Andaikata terjawab ketiga pertanyaan di atas, dan ada subyek hukum bersedia menjadi “sosok pahlawan politik, pahlawan hukum, pahlawan moral-etik, pahlawan keadilan-sosial, dan pahlawan pembela hak rakyat yang tergusur tanahnya”, maka kehadiran “sosok Sekjen PDIP Hasto Kristiyanto dan Connie Bakrie” cukup representative dengan segala keberanian dan kapasitas intelektual yang dimilikinya. Ketersediannya akan mewakili public kelompok tertentu untuk proses peradilan mantan Presiden Joko Widodo bisa terwujud.
Implikasinya dengan konsekwensi politik yang berlaku, apabila cara pertama di atas tidak mungkin dijalankan karena alasan dan pertimbangan politik tertentu, maka cara kedua yang paling memungkinkan melalui gerakan reformasi jilid dua, atau gerakan revolusi merebut kursi kekuasaan secara inkonstitusional.
Secara politik-hukum, mewujudkan keinginan mengadili mantan Presiden Jokowi butuh energi sosial-politik sangat besar. Keinginan yang sama pernah terjadi pada mantan Presiden Soeharto. Saat itu,dasar hukumnya setelah MPR mengeluarkan Tap.MPR.No.XI/MPR/1998 yang berisi perintah pemberantasan KKN dan pemprosesan secara hukum semua kasus KKN, termasuk yang diduga dilakukan mantan Presiden Soeharto dan kroni-kroninya.
* * * * *
PERMINTAAN TERTULIS A: Tolong tuliskan kembali catatan tanpa perubahan sedikit pun, mulai dari baris yang memuat "For the audit, pick out each instance of the bush" hingga baris terakhir catatan, keduanya termasuk.
Catatan di bawah ini tidak ada hubungannya dengan teks sumber.

[Anotasi titik untuk foto]
* * * * *
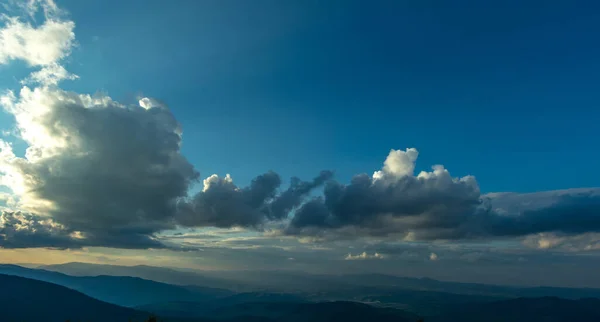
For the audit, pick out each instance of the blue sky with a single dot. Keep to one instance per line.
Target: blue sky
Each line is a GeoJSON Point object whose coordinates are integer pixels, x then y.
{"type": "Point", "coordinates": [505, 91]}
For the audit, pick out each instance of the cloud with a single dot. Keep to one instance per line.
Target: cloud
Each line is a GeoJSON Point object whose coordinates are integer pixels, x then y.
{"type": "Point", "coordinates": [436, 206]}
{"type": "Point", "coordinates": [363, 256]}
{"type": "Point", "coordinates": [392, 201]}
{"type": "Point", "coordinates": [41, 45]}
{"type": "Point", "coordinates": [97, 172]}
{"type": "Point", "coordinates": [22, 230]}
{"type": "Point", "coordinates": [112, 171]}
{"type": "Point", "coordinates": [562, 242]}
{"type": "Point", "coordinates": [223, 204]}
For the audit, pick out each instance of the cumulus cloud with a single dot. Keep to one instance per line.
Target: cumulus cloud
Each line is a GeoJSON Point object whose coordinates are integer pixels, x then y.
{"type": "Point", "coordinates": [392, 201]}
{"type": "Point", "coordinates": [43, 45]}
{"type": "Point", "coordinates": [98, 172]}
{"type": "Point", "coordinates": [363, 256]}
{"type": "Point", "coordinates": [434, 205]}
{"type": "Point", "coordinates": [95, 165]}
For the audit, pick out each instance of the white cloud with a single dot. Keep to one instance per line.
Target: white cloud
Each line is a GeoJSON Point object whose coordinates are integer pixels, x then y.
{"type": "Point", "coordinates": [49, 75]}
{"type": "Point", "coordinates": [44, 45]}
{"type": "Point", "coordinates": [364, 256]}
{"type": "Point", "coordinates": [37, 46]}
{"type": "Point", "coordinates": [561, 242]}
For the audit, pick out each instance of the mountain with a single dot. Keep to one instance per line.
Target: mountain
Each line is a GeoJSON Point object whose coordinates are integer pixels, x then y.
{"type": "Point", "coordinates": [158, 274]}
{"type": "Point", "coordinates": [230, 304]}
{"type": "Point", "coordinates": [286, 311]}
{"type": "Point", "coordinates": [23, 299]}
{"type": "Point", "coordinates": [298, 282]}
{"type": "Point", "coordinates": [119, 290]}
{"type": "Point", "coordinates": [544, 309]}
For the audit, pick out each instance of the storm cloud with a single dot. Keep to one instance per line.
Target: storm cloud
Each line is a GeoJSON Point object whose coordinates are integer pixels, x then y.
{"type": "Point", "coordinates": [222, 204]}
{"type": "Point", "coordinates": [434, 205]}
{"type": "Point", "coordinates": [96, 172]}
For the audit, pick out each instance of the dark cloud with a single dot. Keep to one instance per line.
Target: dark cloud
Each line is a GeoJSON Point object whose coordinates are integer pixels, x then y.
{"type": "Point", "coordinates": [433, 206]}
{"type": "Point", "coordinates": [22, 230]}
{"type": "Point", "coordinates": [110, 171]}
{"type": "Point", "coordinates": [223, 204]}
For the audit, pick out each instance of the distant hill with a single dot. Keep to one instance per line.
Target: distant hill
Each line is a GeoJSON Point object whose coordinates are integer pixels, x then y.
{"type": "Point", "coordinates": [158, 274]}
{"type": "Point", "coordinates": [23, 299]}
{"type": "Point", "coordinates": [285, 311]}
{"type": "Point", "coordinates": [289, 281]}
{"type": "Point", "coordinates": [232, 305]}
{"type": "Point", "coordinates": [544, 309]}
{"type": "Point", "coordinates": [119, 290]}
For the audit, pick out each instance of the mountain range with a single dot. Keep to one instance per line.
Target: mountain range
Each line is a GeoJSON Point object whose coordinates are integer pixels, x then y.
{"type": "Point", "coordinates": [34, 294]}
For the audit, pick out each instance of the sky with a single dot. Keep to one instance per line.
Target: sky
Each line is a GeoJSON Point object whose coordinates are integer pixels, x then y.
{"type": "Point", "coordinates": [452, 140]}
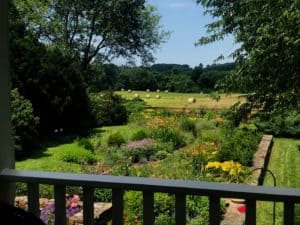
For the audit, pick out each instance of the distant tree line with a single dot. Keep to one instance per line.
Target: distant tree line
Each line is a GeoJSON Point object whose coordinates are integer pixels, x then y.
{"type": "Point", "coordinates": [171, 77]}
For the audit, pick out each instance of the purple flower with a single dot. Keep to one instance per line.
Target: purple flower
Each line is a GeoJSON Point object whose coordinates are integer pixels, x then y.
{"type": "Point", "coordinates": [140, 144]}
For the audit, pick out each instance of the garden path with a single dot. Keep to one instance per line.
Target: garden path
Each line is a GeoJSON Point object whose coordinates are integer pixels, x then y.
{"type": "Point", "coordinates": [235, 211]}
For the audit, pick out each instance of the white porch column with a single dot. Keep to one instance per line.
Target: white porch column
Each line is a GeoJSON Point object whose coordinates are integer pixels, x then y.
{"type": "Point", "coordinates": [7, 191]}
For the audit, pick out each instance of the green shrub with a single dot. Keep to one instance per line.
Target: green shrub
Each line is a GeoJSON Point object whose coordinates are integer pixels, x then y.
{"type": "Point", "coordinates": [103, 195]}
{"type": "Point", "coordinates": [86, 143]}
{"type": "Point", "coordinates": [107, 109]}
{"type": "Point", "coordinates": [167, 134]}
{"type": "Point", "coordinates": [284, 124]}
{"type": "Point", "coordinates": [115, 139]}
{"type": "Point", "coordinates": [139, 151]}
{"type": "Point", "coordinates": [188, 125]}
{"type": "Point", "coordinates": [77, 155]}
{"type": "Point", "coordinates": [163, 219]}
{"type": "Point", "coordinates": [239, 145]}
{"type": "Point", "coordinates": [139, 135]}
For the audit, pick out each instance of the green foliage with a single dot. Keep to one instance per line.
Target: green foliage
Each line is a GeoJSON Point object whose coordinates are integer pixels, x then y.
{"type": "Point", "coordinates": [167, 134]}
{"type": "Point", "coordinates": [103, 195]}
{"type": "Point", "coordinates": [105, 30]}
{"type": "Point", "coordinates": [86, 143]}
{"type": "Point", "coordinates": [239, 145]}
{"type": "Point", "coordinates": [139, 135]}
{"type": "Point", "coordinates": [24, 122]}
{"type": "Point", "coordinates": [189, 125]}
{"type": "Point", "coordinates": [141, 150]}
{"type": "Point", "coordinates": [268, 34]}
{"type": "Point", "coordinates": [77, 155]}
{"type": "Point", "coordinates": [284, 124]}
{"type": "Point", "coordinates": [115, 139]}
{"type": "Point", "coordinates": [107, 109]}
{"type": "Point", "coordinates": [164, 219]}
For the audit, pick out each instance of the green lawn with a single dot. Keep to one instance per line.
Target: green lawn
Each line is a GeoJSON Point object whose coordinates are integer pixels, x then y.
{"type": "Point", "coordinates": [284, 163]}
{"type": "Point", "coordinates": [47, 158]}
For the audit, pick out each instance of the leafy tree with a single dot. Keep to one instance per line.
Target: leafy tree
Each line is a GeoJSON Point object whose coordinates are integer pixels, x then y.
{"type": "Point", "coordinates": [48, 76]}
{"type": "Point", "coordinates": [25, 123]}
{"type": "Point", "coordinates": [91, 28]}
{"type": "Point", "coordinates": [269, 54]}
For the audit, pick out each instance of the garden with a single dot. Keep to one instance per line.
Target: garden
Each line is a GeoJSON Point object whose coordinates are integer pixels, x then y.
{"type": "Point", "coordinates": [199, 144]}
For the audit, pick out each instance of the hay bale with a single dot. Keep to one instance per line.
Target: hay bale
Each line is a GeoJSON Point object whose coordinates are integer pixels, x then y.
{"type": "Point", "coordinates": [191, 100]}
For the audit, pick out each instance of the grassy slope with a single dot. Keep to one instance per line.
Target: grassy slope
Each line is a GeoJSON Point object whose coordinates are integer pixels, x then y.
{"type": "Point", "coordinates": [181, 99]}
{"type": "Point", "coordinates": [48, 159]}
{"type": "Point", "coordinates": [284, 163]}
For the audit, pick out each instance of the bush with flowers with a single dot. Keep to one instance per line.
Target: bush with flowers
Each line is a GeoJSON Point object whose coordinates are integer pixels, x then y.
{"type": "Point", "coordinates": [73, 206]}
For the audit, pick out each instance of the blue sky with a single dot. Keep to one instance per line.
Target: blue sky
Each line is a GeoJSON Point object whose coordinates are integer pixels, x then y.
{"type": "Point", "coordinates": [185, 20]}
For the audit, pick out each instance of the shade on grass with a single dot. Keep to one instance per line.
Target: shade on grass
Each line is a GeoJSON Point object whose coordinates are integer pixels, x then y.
* * * * *
PERMINTAAN TERTULIS B: Kutip seluruh teks sumber tanpa mengubah satu kata pun.

HASIL A:
For the audit, pick out each instance of the bush with flowers with a single dot. Keep to one instance per line.
Target: bush with flowers
Each line is a GeoJSON Point object whose coordinates are integer pixels, x then y.
{"type": "Point", "coordinates": [73, 206]}
For the audit, pick out each instance of the blue sky with a single dot. Keep to one instance per line.
Target: blue sky
Each line is a GeoJSON Point object whose coordinates are integer pixels, x then y.
{"type": "Point", "coordinates": [185, 20]}
For the audit, pick out each instance of the shade on grass with a single dot. Keep to one instance per line.
Target: shade on grass
Each line is a GeoJSON Point object whose coordinates are integer pixels, x then y.

HASIL B:
Andaikata terjawab ketiga pertanyaan di atas, dan ada subyek hukum bersedia menjadi “sosok pahlawan politik, pahlawan hukum, pahlawan moral-etik, pahlawan keadilan-sosial, dan pahlawan pembela hak rakyat yang tergusur tanahnya”, maka kehadiran “sosok Sekjen PDIP Hasto Kristiyanto dan Connie Bakrie” cukup representative dengan segala keberanian dan kapasitas intelektual yang dimilikinya. Ketersediannya akan mewakili public kelompok tertentu untuk proses peradilan mantan Presiden Joko Widodo bisa terwujud.
Implikasinya dengan konsekwensi politik yang berlaku, apabila cara pertama di atas tidak mungkin dijalankan karena alasan dan pertimbangan politik tertentu, maka cara kedua yang paling memungkinkan melalui gerakan reformasi jilid dua, atau gerakan revolusi merebut kursi kekuasaan secara inkonstitusional.
Secara politik-hukum, mewujudkan keinginan mengadili mantan Presiden Jokowi butuh energi sosial-politik sangat besar. Keinginan yang sama pernah terjadi pada mantan Presiden Soeharto. Saat itu,dasar hukumnya setelah MPR mengeluarkan Tap.MPR.No.XI/MPR/1998 yang berisi perintah pemberantasan KKN dan pemprosesan secara hukum semua kasus KKN, termasuk yang diduga dilakukan mantan Presiden Soeharto dan kroni-kroninya.